━━ TEXTE FOURNI

Alors que nous prônons la mise en place d’une véritable économie circulaire, de circuits courts, de productions locales de qualité, de bio-économie, alors que nous fixons des objectifs ambitieux pour le bio, notamment en matière de restauration scolaire, alors que les importations de produits bio sont en forte hausse, votre message trouble tous les acteurs engagés. Monsieur le ministre, pouvez-vous clarifier la position du Gouvernement ?

M. le président. La parole est à M. le ministre de l'agriculture et de l'alimentation.

M. Stéphane Travert, ministre de l'agriculture et de l'alimentation. Monsieur le sénateur, depuis 2015, l’agriculture biologique française connaît une croissance historique. Le marché est estimé à plus de 7 milliards d’euros pour l’année 2016, en croissance de 20 % par rapport à 2015, et la progression se poursuit au cours du premier semestre de 2017.

Au 30 juin 2017, plus de 51 000 opérateurs étaient engagés dans la filière bio, dont plus de 35 000 exploitations et 16 000 transformateurs, distributeurs et importateurs. Les surfaces cultivées en agriculture biologique étaient estimées à 1,77 million d’hectares au 30 juin 2017, en hausse de 15 % par rapport à la fin de l’année 2016.

Pour accompagner cette transformation des modèles de production, l’État a pris l’engagement de réserver dans le Grand Plan d’investissement 5 milliards d’euros pour les filières agricoles. Bien sûr, cela concernera pour partie les filières biologiques, en fonction des objectifs qu’elles se seront fixés.

Concernant le soutien financier, l’État recentre effectivement ses moyens sur les aides à la conversion des producteurs qui s’engagent dans le mode de production biologique. En matière d’aide au maintien, il revient désormais aux régions, avec la connaissance fine qu’elles ont de la spécificité de leurs filières et de leur territoire, de décider si, et comment, elles souhaitent accompagner les exploitations déjà converties.

Monsieur le sénateur, dans le cadre des États généraux de l’alimentation, j’ai demandé la conclusion dans les prochains mois de plans de filière fixant notamment des objectifs chiffrés à cinq ans pour les produits sous signe d’identification de la qualité et de l’origine, les produits SIQO, dont les produits biologiques.

Il s’agit de développer non pas un modèle unique, mais différents modèles, en phase avec les attentes des consommateurs, en France ou à l’export. Je souhaite que les acteurs du bio s’engagent dans les travaux qui sont conduits dans chaque filière.

Les crédits ont triplé pendant la période de programmation des fonds européens 2014-2020 par rapport à la période 2007-2013. Le soutien aux producteurs biologiques passe également par le crédit d’impôt en faveur de l’agriculture biologique, qui sera prolongé et significativement augmenté.

Les producteurs biologiques bénéficient également de l’ensemble des aides accordées à l’agriculture au titre de la PAC. Enfin, et c’est essentiel, les prix payés aux producteurs sont tout à fait convenables dans les filières biologiques.

Prix payés aux producteurs, aides publiques, crédit d’impôt, perspectives de croissance : les filières biologiques sont très largement soutenues, et c’est bien normal pour des productions qui sont plébiscitées par nos concitoyens. Monsieur le sénateur, le développement du bio est l’une de nos priorités. À cet égard, je rappellerai ici les engagements du Président de la République : 50 % d’aliments bio ou SIQO dans la restauration collective, poursuite de l’aide au maintien, crédit d’impôt. Il s’agit là d’une politique très volontariste du Gouvernement, manifestant que la filière bio est aujourd'hui bien aidée sur le territoire national.

━━━━
━━ LIGNES FOURNIES

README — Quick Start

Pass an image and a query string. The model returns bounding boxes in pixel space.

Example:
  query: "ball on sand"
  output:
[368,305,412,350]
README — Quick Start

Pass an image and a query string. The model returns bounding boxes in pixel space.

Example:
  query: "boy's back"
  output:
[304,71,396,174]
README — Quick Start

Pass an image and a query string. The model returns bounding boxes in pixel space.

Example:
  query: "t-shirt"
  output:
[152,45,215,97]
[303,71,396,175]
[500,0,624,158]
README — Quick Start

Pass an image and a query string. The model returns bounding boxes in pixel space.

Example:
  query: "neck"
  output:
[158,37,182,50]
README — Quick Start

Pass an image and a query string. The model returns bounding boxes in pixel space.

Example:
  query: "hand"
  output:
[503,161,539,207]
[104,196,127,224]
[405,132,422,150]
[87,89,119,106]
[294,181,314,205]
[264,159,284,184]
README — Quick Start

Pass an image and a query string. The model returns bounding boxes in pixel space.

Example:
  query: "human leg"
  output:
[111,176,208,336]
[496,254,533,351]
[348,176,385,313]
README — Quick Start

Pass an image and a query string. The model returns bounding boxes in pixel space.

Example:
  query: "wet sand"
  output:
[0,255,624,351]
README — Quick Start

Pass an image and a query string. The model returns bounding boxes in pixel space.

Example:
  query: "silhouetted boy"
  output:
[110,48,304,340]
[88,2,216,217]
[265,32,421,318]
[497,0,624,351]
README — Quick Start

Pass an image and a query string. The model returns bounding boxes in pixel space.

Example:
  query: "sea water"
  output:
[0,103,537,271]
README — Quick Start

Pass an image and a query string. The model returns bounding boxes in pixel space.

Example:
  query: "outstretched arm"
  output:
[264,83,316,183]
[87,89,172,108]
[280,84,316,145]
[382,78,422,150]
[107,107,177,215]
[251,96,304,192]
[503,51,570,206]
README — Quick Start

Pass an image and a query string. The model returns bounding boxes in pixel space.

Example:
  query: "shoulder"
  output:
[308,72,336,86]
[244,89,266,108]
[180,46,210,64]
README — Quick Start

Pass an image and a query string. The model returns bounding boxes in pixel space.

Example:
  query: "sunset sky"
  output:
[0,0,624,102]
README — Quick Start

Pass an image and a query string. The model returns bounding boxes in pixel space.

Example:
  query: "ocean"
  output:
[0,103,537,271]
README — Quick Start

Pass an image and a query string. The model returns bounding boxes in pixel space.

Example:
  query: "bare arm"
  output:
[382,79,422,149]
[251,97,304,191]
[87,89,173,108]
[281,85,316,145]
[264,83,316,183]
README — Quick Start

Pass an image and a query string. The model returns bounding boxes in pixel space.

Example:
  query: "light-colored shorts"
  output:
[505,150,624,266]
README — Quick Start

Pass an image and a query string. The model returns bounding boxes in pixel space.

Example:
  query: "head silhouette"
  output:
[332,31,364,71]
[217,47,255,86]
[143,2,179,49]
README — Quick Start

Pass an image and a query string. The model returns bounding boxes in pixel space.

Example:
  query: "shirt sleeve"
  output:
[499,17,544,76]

━━━━

• _EXERCICES_:
1) Dans l'extrait sur l'agriculture biologique, relevez tous les engagements du Président de la République que le ministre rappelle.
2) D'après l'extrait sur l'agriculture biologique, combien d'exploitations étaient engagées dans la filière bio au 30 juin 2017 ?
3) Recopiez tel quel, dans l'extrait sur l'agriculture biologique, le passage qui va de « Concernant le soutien » jusqu'à « exploitations déjà converties. ».

• _RÉPONSES_:
1) 50 % d'aliments bio ou SIQO dans la restauration collective ; poursuite de l'aide au maintien ; crédit d'impôt.

2) Plus de 35 000 exploitations.

3)
Concernant le soutien financier, l’État recentre effectivement ses moyens sur les aides à la conversion des producteurs qui s’engagent dans le mode de production biologique. En matière d’aide au maintien, il revient désormais aux régions, avec la connaissance fine qu’elles ont de la spécificité de leurs filières et de leur territoire, de décider si, et comment, elles souhaitent accompagner les exploitations déjà converties.